Pointing dataset excerpts
#####

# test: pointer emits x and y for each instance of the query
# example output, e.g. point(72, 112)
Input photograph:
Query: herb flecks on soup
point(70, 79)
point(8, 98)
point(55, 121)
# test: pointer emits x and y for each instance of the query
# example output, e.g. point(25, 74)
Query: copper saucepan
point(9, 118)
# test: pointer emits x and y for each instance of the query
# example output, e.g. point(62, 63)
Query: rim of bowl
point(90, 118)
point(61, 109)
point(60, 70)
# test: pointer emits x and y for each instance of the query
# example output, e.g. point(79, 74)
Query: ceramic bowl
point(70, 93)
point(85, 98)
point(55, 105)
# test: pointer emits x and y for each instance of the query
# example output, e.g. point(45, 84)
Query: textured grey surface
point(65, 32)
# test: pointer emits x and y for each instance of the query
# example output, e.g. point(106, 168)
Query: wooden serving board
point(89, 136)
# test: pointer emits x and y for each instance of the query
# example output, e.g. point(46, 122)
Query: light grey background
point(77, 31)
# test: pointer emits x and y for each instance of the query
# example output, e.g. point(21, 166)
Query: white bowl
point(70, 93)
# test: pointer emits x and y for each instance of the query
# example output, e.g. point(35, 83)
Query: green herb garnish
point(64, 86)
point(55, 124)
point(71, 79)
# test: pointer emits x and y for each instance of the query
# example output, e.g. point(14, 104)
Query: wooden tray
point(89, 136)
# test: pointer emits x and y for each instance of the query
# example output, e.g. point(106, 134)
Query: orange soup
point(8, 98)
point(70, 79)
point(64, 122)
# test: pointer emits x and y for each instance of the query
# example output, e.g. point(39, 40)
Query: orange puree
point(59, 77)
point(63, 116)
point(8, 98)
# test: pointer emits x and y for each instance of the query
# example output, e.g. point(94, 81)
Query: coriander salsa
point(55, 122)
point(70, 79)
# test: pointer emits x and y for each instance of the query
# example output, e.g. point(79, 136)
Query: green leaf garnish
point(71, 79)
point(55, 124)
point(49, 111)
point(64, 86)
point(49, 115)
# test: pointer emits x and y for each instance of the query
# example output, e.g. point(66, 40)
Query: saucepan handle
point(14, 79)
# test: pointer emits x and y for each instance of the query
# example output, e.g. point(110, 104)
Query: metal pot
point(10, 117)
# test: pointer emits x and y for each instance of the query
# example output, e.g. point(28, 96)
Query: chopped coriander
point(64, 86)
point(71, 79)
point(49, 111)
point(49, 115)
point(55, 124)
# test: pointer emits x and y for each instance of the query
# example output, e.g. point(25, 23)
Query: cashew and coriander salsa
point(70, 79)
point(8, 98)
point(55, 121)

#####

Exercise goal:
Please count the lines above that contain the string "coriander", matching case, and give only the number.

Response:
3